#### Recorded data
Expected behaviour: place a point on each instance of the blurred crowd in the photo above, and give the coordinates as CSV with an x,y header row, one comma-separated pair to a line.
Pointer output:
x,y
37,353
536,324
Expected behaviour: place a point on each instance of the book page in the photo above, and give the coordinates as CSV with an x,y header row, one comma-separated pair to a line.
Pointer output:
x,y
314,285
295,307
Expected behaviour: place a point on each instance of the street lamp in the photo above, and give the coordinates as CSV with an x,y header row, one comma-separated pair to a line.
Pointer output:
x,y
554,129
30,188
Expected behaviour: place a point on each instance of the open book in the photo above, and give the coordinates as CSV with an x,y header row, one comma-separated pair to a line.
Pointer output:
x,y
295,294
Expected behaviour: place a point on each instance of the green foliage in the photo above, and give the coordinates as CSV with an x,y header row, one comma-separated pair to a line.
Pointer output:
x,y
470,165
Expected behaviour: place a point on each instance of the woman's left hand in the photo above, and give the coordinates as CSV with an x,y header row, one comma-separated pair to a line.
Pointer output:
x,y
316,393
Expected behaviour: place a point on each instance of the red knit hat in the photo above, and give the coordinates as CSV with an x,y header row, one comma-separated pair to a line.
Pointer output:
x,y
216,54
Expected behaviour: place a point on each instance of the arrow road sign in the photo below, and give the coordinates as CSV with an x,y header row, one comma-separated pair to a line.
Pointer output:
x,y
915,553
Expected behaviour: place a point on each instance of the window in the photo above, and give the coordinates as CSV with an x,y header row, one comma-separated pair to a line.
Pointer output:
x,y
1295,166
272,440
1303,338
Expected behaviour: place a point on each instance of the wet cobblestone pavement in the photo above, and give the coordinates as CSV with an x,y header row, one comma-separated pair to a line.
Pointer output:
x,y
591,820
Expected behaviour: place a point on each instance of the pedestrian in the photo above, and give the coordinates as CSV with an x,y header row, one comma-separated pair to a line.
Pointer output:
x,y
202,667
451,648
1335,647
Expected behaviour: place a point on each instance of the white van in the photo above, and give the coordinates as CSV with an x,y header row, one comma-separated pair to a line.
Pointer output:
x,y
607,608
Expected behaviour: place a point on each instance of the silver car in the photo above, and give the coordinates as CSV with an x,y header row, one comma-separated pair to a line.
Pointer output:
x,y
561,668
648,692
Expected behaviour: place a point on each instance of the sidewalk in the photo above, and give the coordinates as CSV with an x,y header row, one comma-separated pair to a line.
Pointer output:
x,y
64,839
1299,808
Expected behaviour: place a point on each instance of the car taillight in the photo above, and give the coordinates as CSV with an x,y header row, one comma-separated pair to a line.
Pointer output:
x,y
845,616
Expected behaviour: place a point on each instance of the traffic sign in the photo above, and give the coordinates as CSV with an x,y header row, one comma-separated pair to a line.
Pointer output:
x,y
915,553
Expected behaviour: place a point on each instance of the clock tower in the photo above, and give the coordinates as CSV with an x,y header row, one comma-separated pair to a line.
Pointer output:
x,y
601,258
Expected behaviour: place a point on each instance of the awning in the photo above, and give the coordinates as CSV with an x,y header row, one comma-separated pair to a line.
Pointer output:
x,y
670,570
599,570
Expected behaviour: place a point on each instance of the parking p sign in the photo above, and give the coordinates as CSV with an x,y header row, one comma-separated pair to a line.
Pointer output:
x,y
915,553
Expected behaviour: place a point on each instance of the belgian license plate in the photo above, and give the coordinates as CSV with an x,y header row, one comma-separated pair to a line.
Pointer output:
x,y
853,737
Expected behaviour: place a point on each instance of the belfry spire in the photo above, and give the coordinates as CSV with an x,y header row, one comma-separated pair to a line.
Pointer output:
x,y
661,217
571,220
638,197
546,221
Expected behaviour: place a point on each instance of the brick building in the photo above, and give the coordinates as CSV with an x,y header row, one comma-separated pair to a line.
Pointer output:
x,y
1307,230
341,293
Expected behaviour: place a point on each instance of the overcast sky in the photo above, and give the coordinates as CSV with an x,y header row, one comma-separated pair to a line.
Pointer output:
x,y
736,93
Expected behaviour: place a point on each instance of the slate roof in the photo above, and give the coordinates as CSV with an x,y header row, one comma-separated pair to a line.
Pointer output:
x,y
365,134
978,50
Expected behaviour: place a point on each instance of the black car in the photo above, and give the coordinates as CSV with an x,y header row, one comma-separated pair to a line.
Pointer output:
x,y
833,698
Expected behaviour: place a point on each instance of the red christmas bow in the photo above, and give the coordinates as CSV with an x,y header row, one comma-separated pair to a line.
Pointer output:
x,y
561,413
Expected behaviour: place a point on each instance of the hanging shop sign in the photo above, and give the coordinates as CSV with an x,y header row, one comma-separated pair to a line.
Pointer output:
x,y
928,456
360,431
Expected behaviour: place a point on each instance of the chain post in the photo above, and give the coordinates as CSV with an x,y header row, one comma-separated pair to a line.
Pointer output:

#### Exercise details
Sift the data above for lines with "book", then copy each one.

#### Answer to this problem
Expected behaviour: place a point on each instance of the book page in the photo above, and give the coordinates as CSV with an x,y header row, one comma-separated pair to a line.
Expected behaviour: place a point on each instance of the open book in the photo above, and give the coordinates as CSV with an x,y header row, one comma-separated pair to a line.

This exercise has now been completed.